* SET PROBLEM A *
Change "spread out" to "sprawling" in the Houston blog post, and write out everything from "as most of you" down to "not my bragging." with that substitution.
* SET PROBLEM B *
Continue the Houston blog post beyond its last sentence.

** BEGIN EXTRACT TO READ **

Friday, July 12, 2019

HOUSTON declared Cultural Capital of the South


It's more "hometown glory" for the hottest city in the world.

The Houston Ballet turned lemons into lemonade during their "Hometown Tour."



ouston. Space City. The Bayou City. Clutch City. The New Capital of Southern Cool. A rose by any other name would smell just as great, and H-Town’s got a stunning new appellation that sounds oh-so-sweet.


because this article is very long I'm pointing you to the LINK

as most of you know, I'm a native Houstonian.
& over the many many many years I've travelled widely,
even living in the Middle East for awhile.

Houston is a very large (Like Los Angeles) spread out city.
an INTERNATIONAL CITY now.

& once here, NO ONE LEAVES TEXAS.
this is a fact, not my bragging.

well, we do leave in SUMMER, because we have to.
right now it's 94f
not fun at all.

my beautiful daughter is getting a divorce, one that's been
going on for a year.  there's a 6-year old grandson
involved.  custody is the MAIN issue, because they haven't been able 
to come to terms yet.

** END EXTRACT TO READ **
** BEGIN RECORDS **

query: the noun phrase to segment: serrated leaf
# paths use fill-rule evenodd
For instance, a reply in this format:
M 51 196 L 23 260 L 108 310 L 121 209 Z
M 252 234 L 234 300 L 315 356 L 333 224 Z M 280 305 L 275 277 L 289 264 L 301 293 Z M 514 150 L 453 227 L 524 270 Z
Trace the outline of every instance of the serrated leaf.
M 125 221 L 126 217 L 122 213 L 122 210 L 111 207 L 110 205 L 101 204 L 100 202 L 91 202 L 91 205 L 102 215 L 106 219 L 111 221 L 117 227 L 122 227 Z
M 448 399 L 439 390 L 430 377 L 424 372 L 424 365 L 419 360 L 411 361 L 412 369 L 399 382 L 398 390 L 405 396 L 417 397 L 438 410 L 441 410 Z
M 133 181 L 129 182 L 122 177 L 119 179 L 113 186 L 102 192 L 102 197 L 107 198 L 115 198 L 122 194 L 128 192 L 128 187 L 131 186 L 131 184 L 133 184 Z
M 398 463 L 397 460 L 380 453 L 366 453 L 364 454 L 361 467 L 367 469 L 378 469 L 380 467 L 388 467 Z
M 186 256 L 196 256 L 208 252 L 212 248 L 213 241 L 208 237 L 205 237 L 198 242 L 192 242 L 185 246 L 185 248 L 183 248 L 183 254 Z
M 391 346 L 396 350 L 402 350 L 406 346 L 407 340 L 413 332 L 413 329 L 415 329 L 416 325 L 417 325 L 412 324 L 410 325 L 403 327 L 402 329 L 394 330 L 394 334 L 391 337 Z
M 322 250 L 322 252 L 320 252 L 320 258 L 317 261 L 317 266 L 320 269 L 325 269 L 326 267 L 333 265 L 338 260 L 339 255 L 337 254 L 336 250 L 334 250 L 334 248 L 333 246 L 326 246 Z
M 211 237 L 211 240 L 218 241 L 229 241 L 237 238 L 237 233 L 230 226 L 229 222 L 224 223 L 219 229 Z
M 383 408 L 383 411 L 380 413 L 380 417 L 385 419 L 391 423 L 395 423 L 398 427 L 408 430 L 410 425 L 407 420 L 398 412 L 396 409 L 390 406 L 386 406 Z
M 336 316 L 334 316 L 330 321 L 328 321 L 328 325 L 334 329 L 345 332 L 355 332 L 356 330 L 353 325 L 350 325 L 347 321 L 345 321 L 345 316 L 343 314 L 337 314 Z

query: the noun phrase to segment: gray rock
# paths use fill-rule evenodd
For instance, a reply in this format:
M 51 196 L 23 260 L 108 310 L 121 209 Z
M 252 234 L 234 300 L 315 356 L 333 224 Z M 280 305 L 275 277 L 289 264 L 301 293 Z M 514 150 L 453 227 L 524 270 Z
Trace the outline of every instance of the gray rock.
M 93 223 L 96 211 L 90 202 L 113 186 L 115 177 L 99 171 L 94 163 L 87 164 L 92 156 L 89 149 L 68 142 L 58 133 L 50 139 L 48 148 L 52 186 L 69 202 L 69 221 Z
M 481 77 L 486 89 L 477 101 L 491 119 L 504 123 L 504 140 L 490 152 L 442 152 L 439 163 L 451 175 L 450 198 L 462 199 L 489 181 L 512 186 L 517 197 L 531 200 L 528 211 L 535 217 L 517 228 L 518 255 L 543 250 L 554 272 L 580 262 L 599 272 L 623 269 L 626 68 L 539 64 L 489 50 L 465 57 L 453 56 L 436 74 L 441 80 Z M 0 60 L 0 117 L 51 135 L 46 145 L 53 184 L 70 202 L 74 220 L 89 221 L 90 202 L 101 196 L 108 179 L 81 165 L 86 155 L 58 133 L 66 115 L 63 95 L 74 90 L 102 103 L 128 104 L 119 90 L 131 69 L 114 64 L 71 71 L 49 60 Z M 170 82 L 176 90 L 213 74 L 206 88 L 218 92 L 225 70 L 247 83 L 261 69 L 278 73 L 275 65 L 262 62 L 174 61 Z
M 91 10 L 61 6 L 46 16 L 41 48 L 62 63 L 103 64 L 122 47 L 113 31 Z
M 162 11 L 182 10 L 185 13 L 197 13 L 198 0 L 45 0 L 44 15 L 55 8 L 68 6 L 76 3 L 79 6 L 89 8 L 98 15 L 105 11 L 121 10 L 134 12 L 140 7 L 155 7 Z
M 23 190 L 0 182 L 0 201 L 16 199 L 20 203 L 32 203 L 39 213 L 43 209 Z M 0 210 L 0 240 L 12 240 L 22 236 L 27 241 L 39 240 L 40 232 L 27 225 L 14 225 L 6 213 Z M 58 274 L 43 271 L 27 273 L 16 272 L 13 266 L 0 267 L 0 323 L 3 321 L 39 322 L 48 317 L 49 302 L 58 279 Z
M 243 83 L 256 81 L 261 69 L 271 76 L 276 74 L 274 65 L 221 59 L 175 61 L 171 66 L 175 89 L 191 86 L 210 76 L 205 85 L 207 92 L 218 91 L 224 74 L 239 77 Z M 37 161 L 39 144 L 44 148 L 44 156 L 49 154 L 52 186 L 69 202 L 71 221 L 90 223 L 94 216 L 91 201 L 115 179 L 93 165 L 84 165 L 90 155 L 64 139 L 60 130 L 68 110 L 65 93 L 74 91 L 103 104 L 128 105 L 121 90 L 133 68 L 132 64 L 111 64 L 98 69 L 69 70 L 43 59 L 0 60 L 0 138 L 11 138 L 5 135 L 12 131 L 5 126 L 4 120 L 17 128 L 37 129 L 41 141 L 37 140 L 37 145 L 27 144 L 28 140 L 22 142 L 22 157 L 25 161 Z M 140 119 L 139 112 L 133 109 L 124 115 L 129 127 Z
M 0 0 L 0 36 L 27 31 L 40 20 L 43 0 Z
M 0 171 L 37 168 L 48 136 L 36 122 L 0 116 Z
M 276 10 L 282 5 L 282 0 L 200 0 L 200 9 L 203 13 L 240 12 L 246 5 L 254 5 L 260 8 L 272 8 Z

** END RECORDS **

* ANSWER A *
as most of you know, I'm a native Houstonian.
& over the many many many years I've travelled widely,
even living in the Middle East for awhile.

Houston is a very large (Like Los Angeles) sprawling city.
an INTERNATIONAL CITY now.

& once here, NO ONE LEAVES TEXAS.
this is a fact, not my bragging.

* ANSWER B *
my son-in-law is a really nice guy, but he's very angry.

my daughter wants to move to Idaho, she has friends there,
and wants to get to the mountains, lakes, waterfalls, and
lower temperatures in summer.  she's not certain how she'll handle
their LONG winters.

divorce.  why why why does it have to be so bad?

so, let's see:
she just lost her father
she's moving
she's fighting for custody of her son

aren't those the top 3 stressors?

let me know what you think.
do you think the judge will allow her to move out of state?

I am so worried.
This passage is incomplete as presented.